WHAT YOU NEED TO DO
The answer must be exactly the lines from the one containing "Annotate the parked" through the end of the material, with both ends kept and no other lines.

GIVEN RECORDS
◇ ◇ ◇ ◇ ◇ ◇ ◇
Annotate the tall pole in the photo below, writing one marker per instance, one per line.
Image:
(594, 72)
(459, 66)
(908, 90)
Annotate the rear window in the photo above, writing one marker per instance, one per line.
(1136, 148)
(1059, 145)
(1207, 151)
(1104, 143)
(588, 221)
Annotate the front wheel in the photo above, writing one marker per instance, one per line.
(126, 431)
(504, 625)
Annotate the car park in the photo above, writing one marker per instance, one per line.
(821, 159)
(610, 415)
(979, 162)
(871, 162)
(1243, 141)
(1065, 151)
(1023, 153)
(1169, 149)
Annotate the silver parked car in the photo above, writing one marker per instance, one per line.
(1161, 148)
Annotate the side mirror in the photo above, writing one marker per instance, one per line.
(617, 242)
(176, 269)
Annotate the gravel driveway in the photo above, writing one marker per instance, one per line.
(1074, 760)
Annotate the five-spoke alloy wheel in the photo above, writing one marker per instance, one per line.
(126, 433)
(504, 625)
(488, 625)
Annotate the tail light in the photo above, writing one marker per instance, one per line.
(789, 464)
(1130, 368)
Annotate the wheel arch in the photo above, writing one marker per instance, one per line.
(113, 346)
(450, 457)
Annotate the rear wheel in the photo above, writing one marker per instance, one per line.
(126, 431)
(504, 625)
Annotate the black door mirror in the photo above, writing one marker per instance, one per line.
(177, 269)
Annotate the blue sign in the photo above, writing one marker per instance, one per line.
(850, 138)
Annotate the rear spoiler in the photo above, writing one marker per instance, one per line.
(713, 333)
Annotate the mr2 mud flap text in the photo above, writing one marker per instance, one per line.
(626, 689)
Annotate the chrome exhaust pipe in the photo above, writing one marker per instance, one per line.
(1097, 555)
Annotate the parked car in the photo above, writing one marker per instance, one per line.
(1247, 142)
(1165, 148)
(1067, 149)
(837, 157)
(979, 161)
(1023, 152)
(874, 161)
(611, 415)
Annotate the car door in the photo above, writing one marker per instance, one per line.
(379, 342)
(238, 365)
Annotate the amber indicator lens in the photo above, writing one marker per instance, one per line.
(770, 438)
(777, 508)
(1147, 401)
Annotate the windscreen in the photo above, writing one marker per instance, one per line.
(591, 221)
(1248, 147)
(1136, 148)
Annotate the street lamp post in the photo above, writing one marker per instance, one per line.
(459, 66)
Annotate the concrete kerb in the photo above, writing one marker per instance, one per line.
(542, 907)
◇ ◇ ◇ ◇ ◇ ◇ ◇
OUTPUT FOR THIS TASK
Annotate the parked car in the photo above, writing one marker per instance, one per line.
(1247, 142)
(1165, 148)
(1067, 149)
(837, 157)
(979, 161)
(1023, 152)
(874, 161)
(611, 415)
Annotate the car door in the photo above, writing one marker per instance, one per line.
(379, 342)
(238, 365)
Annotate the amber indicator lens in the photo above, writing one marker per instance, one per line.
(770, 438)
(777, 508)
(1147, 401)
Annotate the windscreen in the photo above, writing one marker per instance, one per line.
(591, 221)
(1248, 147)
(1136, 148)
Annotate the street lamp post in the photo above, writing one marker per instance, one per line.
(459, 66)
Annotate the concrete kerb in the photo above, writing one marker per instance, one per line.
(542, 907)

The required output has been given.